━━ EXCERPTED PASSAGE ━━

Why is this amazing or improbable? The universal symmetry laws say that when molecules or atoms that are not left handed or right handed form a tetrahedral atom that there must be a 50:50 mix of left and right handed products. That is why scientists and chemists in particular are obsessed with Escher prints. Escher was an artist that made his money creating images where left and right handed images generated each other ...

In fact the only way we can separate handed molecules is with another handed molecule. The question of course is where the broken symmetry comes from but that is an issue for another day. Suffice it to say that chemists have a unique interest in any sort of process that is capable of sorting left and right handed objects.

Well a new one has surfaced.

It was in the Globe and Mail today that another right sneaker has washed up on a beach in British Columbia. What makes that odd is that the foot was still in it. What makes it odder still is that this is the fourth right foot sneaker with a foot still in it to wash up in recent days.




In the absence of a real twisted murderer loose on the West Coast it would appear that this is the result of a natural process of some kind where accidents or suicides result in bodies washing down river and out into the ocean where natural dismemberment results in the feet separating from the bodies but that the right handed foot / sneaker combination follow a different path than the left handed sneakers. The importance of the sneaker is to provide protection for the foot so it stays intact and the natural buoyancy of the sneaker makes the dismembered foot float.

All in all it would appear that a right handed object floating in the ocean is somehow polarized and separated from an equivalent left handed object. The proof of this theory would be to go back to the river source of the bodies and examine the coast in the opposite direction from where the right handed sneakers were found. If this theory is right there should be a stretch of BC coastline where the left footed sneakers accumulate. You heard it here first.

I'm just sayin'.

━━━
━━ PROVIDED INFORMATION ━━

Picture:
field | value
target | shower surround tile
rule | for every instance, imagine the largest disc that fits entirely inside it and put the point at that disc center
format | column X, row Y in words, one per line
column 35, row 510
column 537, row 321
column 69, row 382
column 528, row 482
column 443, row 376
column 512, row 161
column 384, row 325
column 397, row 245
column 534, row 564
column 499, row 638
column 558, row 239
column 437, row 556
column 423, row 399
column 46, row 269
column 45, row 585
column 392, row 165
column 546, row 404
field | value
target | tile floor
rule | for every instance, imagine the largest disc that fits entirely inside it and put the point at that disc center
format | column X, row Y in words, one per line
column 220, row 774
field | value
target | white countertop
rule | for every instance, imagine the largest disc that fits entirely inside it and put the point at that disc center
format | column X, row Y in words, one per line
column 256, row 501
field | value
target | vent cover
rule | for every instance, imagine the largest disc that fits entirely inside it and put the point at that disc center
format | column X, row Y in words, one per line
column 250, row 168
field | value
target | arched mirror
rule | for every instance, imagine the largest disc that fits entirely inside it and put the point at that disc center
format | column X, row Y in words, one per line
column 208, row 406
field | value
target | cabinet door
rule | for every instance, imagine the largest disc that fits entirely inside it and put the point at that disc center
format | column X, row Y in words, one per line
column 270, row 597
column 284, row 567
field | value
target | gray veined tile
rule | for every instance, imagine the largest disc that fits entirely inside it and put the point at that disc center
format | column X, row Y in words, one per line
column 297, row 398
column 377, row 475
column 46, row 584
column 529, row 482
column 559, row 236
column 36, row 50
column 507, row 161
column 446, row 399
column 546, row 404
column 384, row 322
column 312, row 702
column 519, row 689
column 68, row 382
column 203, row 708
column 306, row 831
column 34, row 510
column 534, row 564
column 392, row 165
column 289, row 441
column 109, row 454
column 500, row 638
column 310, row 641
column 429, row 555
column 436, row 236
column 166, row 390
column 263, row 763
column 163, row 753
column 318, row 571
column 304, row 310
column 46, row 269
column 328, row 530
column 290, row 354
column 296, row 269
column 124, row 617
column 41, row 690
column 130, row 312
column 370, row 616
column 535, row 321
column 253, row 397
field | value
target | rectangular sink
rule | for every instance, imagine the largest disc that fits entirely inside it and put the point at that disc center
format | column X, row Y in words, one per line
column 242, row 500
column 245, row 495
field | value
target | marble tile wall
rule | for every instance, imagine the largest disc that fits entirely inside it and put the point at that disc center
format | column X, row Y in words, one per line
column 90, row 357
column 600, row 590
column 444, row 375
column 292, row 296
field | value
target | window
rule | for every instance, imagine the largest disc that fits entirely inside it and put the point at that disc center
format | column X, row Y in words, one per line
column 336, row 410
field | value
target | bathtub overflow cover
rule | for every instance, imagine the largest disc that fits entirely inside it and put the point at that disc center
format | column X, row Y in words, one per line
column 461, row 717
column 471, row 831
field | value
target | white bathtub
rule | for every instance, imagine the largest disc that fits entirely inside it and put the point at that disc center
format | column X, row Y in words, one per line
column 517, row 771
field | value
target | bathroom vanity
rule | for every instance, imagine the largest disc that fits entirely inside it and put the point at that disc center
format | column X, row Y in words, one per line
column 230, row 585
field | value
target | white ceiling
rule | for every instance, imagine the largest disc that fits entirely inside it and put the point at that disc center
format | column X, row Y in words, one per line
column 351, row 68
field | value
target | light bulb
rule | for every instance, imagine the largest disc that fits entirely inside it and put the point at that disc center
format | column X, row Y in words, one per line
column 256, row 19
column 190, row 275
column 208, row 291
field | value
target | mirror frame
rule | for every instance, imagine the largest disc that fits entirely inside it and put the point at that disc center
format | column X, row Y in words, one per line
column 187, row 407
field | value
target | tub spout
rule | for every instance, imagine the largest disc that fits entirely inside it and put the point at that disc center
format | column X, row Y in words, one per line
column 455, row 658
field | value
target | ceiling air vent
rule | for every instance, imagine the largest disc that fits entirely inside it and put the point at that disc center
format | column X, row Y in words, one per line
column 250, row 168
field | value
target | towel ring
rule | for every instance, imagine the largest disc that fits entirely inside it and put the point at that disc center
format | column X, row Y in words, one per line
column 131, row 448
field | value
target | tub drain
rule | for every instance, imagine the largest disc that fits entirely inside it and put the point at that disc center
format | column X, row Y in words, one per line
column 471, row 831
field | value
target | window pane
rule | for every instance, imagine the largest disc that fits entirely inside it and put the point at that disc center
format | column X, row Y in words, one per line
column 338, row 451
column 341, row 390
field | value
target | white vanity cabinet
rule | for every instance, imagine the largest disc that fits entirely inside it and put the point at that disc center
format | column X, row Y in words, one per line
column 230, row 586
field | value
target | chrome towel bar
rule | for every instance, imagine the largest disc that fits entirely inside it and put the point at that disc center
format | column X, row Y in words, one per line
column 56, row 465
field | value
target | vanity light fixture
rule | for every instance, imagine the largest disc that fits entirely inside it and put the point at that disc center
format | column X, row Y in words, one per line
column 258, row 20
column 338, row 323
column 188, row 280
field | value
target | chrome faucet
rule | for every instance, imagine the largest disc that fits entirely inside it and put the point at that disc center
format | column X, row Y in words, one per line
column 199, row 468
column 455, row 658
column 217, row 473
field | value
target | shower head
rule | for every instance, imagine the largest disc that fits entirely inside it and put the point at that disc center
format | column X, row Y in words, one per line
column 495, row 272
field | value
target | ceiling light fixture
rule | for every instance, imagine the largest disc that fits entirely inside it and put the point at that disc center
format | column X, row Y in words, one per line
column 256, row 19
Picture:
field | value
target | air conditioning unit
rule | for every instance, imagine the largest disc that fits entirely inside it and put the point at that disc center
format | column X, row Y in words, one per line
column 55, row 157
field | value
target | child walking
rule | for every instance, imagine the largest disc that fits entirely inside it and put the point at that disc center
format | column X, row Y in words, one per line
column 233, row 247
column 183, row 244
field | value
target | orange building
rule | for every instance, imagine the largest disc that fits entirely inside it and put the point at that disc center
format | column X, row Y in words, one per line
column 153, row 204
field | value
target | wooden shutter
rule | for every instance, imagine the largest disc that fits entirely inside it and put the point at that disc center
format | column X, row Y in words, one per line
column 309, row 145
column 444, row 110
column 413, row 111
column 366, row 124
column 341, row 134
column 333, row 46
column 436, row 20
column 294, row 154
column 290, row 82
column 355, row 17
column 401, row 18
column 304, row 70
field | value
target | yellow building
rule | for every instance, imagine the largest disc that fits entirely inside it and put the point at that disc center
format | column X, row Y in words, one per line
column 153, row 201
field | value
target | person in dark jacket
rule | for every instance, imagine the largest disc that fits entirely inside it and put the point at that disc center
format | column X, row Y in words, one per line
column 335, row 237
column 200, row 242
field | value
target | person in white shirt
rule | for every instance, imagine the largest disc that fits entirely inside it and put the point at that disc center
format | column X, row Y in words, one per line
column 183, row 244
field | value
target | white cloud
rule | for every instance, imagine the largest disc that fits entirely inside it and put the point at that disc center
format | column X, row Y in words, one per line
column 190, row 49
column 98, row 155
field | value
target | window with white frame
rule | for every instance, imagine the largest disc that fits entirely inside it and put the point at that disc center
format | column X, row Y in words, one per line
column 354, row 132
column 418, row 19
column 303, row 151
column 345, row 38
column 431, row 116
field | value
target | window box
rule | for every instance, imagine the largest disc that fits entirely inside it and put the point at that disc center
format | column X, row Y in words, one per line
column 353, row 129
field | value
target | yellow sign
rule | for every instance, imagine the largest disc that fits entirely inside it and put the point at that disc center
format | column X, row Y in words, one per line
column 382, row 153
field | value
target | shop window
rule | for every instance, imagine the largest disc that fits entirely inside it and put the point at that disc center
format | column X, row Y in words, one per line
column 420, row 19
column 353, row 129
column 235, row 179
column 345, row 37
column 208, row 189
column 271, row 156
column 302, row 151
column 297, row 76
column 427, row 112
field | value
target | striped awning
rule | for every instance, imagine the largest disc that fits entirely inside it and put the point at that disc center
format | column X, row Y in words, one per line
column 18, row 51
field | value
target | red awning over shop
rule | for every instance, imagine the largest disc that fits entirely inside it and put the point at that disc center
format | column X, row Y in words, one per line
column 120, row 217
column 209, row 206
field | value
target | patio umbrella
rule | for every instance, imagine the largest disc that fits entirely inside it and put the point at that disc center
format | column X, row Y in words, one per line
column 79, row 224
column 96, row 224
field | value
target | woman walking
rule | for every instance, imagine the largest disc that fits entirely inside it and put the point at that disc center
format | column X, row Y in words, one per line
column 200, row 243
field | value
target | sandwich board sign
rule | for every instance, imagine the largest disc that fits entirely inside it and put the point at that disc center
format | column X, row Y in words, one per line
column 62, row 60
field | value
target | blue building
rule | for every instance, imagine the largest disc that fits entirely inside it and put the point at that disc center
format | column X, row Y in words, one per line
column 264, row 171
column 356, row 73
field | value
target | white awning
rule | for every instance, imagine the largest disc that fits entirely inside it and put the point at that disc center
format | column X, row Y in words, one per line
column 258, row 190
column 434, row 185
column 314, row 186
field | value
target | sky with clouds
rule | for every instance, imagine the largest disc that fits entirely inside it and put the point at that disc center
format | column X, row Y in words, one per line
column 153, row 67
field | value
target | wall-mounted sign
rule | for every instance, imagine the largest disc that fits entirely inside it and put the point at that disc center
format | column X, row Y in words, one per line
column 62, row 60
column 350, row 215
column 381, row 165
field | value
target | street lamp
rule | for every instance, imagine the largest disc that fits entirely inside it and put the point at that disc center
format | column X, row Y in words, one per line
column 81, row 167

━━━

WHAT THIS EXERCISE ASKS ▸
**a.** According to the sneaker passage above, what is the only way to separate handed molecules?
**b.** Decide whether each statement agrees with the sneaker passage above. Answer yes or no for each, and quote the words of the passage that settle it.
(i) The sneaker that most recently washed up in British Columbia was a left sneaker.
(ii) The news of the latest sneaker appeared in the Globe and Mail.
(iii) The passage says the sneaker's buoyancy is what makes the foot float.
**c.** Carry the sneaker passage above forward from its final line, keeping the same voice.

RESPONSES TO THE EXERCISE ▸
**a.** With another handed molecule.

**b.**
(i) No: "another right sneaker has washed up on a beach in British Columbia."
(ii) Yes: "It was in the Globe and Mail today"
(iii) Yes: "the natural buoyancy of the sneaker makes the dismembered foot float."

**c.**
Wednesday, June 04, 2008

I Have a Bad Case of Piles

I have always been a "clean desk" kinda guy. I have always believed in organization as a second religion and it is foundational to my day to day work as a professor. On the other hand I really did a "Jesus take the wheel" thing with the ABU Science Department this past year and I let a lot of things slide. That has resulted in several piles of paper on my desk next to the piles of textbooks I need to review for the fall semester courses. I hate piles of paper so i have been methodically plowing my way through them dividing them by priority and interest. At the bottom of one pile I found my 2006 - 2007 student evaluations.

Student evaluations have always been difficult for me. At no other time of my year am I brought so close to the question of why I am here at ABU. At Dalhousie, Saint Mary's and Memorial I had spectacular student evaluations that were always better than the departmental averages. But here at ABU it is very different. In fact, my evaluation numbers are all much worse than the ABU averages even on the question of organization and enthusiasm where I figure I should shine. I know all the rationalizations and explanations about why my evaluation numbers might be poor. But it still brings me back to what am I doing here if the students do not understand or appreciate the effort.

So I read my evaluations and they are pretty much the same as ever. There are some students that clearly "get" what I was trying to do and some other students that clearly hate me on an irrational level (disturbingly they are Science majours). The hate filled group are pretty easy to cope with because it is doubtful that I would be able to reach them anyway. But it is the continuing poor marks and negative comments by the middle group of student that cause me to pause. I guess I need to be more intentional in trying to reach that group of students. The problem is that I feel the issue may not be me so much as the content of the courses that I teach. I have a very clear understanding of the necessary content of my courses and I can't change that without making ABU chemistry courses non-transferable. I don't know, sometimes I just don't know.

And so, I deeply appreciate on a different level the kindness of several students for a card they gave me last fall. At moments like these it really helps. Thanks again.